---- Provided entries

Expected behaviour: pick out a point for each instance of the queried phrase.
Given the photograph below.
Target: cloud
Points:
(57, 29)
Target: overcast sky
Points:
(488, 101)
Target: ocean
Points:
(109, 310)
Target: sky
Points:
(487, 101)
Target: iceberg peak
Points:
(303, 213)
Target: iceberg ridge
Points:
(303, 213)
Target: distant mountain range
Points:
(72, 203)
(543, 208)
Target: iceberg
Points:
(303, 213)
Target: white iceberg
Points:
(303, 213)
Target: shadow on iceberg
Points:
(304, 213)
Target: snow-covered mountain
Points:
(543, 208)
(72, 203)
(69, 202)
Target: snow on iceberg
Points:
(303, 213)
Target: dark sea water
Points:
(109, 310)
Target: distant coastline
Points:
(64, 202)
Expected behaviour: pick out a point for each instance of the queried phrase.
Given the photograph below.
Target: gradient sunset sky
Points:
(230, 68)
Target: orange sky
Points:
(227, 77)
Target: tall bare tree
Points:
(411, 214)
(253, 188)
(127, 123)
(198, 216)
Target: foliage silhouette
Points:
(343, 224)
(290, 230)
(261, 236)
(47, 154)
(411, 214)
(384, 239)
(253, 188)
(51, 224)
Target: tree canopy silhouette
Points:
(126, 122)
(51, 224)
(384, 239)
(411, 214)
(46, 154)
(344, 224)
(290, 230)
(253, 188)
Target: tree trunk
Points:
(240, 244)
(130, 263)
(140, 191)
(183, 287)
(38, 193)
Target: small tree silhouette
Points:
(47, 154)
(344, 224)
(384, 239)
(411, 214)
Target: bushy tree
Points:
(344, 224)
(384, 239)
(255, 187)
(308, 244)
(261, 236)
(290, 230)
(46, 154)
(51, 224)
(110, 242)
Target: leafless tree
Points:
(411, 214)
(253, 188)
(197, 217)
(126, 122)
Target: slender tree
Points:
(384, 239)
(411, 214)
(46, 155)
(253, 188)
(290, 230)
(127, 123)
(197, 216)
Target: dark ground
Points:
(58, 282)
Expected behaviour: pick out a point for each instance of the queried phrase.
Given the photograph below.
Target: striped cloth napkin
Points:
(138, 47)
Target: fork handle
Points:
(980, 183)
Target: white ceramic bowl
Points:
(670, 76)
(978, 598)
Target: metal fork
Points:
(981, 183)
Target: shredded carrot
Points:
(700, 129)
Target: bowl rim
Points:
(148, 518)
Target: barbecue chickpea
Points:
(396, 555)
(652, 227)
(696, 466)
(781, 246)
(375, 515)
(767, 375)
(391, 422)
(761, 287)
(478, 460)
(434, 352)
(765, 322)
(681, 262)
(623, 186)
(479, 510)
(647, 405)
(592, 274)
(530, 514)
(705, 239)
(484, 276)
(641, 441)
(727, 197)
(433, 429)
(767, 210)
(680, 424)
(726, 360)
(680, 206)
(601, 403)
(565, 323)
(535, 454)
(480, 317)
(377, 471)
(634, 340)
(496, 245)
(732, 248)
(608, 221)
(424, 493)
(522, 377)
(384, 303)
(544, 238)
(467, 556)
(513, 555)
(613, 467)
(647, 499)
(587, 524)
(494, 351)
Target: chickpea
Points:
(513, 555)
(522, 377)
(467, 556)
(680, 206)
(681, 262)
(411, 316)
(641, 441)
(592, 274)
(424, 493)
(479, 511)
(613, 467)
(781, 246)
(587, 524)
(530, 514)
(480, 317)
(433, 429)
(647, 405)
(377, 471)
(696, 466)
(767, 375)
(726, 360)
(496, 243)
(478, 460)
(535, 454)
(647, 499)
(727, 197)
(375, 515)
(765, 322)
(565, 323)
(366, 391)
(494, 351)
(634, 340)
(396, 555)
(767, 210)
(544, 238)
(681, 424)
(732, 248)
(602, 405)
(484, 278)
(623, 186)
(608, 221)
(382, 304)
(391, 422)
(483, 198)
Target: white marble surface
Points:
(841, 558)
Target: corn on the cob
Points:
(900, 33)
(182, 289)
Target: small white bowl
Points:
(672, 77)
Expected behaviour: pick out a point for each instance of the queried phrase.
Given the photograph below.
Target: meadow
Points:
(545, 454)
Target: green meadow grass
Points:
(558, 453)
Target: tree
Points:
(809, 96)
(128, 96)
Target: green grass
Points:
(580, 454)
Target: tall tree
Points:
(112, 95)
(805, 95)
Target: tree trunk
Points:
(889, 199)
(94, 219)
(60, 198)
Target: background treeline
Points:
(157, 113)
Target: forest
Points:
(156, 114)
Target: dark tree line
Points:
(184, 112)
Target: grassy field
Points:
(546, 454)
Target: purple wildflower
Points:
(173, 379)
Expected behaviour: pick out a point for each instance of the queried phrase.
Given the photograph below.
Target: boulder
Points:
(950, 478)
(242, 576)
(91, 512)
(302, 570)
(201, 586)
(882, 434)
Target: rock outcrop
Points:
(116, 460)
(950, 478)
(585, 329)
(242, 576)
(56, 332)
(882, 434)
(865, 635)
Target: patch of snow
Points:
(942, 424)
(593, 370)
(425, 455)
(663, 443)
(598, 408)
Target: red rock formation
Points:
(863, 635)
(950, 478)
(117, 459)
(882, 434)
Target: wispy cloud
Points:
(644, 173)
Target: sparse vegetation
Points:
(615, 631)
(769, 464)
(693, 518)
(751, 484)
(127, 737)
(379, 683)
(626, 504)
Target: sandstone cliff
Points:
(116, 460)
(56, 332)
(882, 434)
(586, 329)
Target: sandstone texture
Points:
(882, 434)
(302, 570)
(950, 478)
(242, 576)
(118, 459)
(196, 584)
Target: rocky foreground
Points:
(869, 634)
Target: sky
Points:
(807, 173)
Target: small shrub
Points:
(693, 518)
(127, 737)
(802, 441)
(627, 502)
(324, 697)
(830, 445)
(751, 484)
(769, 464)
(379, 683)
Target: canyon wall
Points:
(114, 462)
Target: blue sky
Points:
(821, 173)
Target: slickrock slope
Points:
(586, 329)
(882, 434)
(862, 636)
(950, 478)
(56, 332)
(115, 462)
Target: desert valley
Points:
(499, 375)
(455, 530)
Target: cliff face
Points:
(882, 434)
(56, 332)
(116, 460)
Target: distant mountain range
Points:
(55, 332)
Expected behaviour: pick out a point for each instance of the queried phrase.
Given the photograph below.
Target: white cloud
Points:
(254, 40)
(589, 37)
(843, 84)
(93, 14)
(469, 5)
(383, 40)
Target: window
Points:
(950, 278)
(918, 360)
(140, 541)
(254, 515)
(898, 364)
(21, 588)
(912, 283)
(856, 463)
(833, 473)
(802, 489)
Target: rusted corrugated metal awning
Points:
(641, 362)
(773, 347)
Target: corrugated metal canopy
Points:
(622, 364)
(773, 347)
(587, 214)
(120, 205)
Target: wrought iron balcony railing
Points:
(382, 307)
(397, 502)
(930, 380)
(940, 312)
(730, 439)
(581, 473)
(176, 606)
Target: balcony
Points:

--------

Please reproduce every line of the material above without changing anything.

*Completed task*
Expected behaviour: pick out a point for each instance of the queried phrase.
Given the photograph below.
Target: cloud
Points:
(57, 29)
Target: overcast sky
Points:
(488, 101)
Target: ocean
Points:
(109, 310)
Target: sky
Points:
(487, 101)
Target: iceberg peak
Points:
(303, 213)
Target: iceberg ridge
Points:
(303, 213)
Target: distant mountain range
Points:
(72, 203)
(543, 208)
Target: iceberg
Points:
(303, 213)
Target: white iceberg
Points:
(303, 213)
Target: shadow on iceberg
Points:
(304, 213)
Target: snow-covered mountain
Points:
(543, 208)
(72, 203)
(69, 202)
Target: snow on iceberg
Points:
(303, 213)
Target: dark sea water
Points:
(109, 310)
Target: distant coastline
Points:
(64, 202)
Expected behaviour: pick out a point for each instance of the queried phrase.
Given the photograph below.
Target: gradient sunset sky
Points:
(230, 68)
Target: orange sky
Points:
(227, 77)
Target: tall bare tree
Points:
(411, 214)
(253, 188)
(127, 123)
(198, 216)
Target: foliage silhouette
Points:
(343, 224)
(290, 230)
(261, 236)
(47, 154)
(411, 214)
(384, 239)
(253, 188)
(51, 224)
Target: tree canopy silhouette
Points:
(126, 122)
(51, 224)
(384, 239)
(411, 214)
(46, 154)
(344, 224)
(290, 230)
(253, 188)
Target: tree trunk
Points:
(240, 244)
(130, 263)
(140, 191)
(183, 287)
(38, 193)
Target: small tree silhouette
Points:
(47, 154)
(344, 224)
(384, 239)
(411, 214)
Target: bushy tree
Points:
(344, 224)
(384, 239)
(255, 187)
(308, 244)
(261, 236)
(290, 230)
(46, 154)
(51, 224)
(110, 242)
Target: leafless tree
Points:
(411, 214)
(253, 188)
(197, 217)
(126, 122)
Target: slender tree
Points:
(384, 239)
(411, 214)
(46, 155)
(253, 188)
(290, 230)
(127, 123)
(197, 216)
Target: dark ground
Points:
(58, 282)
Expected behaviour: pick out a point for each instance of the queried phrase.
Given the photograph below.
Target: striped cloth napkin
Points:
(138, 47)
Target: fork handle
Points:
(980, 183)
Target: white ceramic bowl
Points:
(670, 76)
(978, 598)
Target: metal fork
Points:
(981, 183)
Target: shredded carrot
Points:
(700, 129)
Target: bowl rim
Points:
(148, 518)
Target: barbecue chickpea
Points:
(396, 555)
(652, 227)
(696, 466)
(781, 246)
(375, 515)
(767, 375)
(391, 422)
(761, 287)
(478, 460)
(434, 352)
(765, 322)
(681, 262)
(623, 186)
(479, 510)
(647, 405)
(592, 274)
(530, 514)
(705, 239)
(484, 276)
(641, 441)
(727, 197)
(433, 429)
(767, 210)
(680, 424)
(726, 360)
(680, 206)
(601, 403)
(565, 323)
(535, 454)
(480, 317)
(377, 471)
(634, 340)
(496, 245)
(732, 248)
(608, 221)
(424, 493)
(522, 377)
(384, 303)
(544, 238)
(467, 556)
(513, 555)
(613, 467)
(647, 499)
(587, 524)
(494, 351)
Target: chickpea
Points:
(513, 555)
(522, 377)
(467, 556)
(680, 206)
(681, 262)
(411, 316)
(641, 441)
(592, 274)
(424, 493)
(479, 511)
(613, 467)
(781, 246)
(587, 524)
(530, 514)
(480, 317)
(433, 429)
(647, 405)
(377, 471)
(696, 466)
(767, 375)
(726, 360)
(496, 243)
(478, 460)
(535, 454)
(647, 499)
(727, 197)
(375, 515)
(765, 322)
(565, 323)
(366, 391)
(494, 351)
(634, 340)
(396, 555)
(767, 210)
(544, 238)
(681, 424)
(732, 248)
(602, 405)
(484, 278)
(623, 186)
(608, 221)
(382, 304)
(391, 422)
(483, 198)
Target: white marble surface
Points:
(841, 558)
Target: corn on the cob
Points:
(900, 33)
(182, 289)
Target: small white bowl
Points:
(672, 77)
Expected behaviour: pick out a point for each instance of the queried phrase.
Given the photograph below.
Target: meadow
Points:
(545, 454)
Target: green meadow grass
Points:
(558, 453)
Target: tree
Points:
(809, 96)
(128, 96)
Target: green grass
Points:
(580, 454)
Target: tall tree
Points:
(112, 95)
(805, 95)
Target: tree trunk
Points:
(889, 199)
(94, 219)
(60, 198)
Target: background treeline
Points:
(157, 113)
Target: forest
Points:
(156, 114)
Target: dark tree line
Points:
(184, 112)
Target: grassy field
Points:
(546, 454)
Target: purple wildflower
Points:
(173, 379)
Expected behaviour: pick out a point for each instance of the queried phrase.
Given the photograph below.
Target: boulder
Points:
(950, 478)
(242, 576)
(91, 512)
(302, 570)
(201, 586)
(882, 434)
Target: rock outcrop
Points:
(116, 460)
(950, 478)
(585, 329)
(242, 576)
(56, 332)
(882, 434)
(865, 635)
Target: patch of snow
Points:
(942, 424)
(593, 370)
(425, 455)
(663, 443)
(598, 408)
Target: red rock formation
Points:
(863, 635)
(950, 478)
(117, 459)
(882, 434)
Target: wispy cloud
Points:
(644, 173)
Target: sparse vegetation
Points:
(615, 631)
(769, 464)
(693, 518)
(751, 484)
(127, 737)
(379, 683)
(626, 504)
Target: sandstone cliff
Points:
(116, 460)
(56, 332)
(882, 434)
(586, 329)
Target: sandstone texture
Points:
(882, 434)
(302, 570)
(950, 478)
(242, 576)
(118, 459)
(196, 584)
Target: rocky foreground
Points:
(869, 634)
Target: sky
Points:
(807, 173)
Target: small shrub
Points:
(693, 518)
(127, 737)
(802, 441)
(627, 502)
(324, 697)
(830, 445)
(751, 484)
(769, 464)
(379, 683)
Target: canyon wall
Points:
(114, 462)
Target: blue sky
Points:
(821, 173)
Target: slickrock slope
Points:
(586, 329)
(882, 434)
(862, 636)
(950, 478)
(56, 332)
(115, 462)
Target: desert valley
Points:
(499, 375)
(455, 530)
Target: cliff face
Points:
(882, 434)
(56, 332)
(116, 460)
Target: distant mountain range
Points:
(55, 332)
Expected behaviour: pick out a point for each instance of the queried phrase.
Given the photograph below.
Target: white cloud
Points:
(254, 40)
(589, 37)
(843, 84)
(93, 14)
(469, 5)
(383, 40)
Target: window
Points:
(950, 278)
(918, 360)
(140, 541)
(254, 515)
(898, 364)
(21, 588)
(912, 283)
(856, 463)
(833, 473)
(802, 489)
Target: rusted corrugated metal awning
Points:
(641, 362)
(773, 347)
Target: corrugated metal canopy
Points:
(622, 364)
(773, 347)
(587, 214)
(120, 205)
Target: wrought iron balcony railing
Points:
(382, 307)
(397, 502)
(930, 380)
(940, 312)
(730, 439)
(581, 473)
(176, 606)
Target: balcony
Points:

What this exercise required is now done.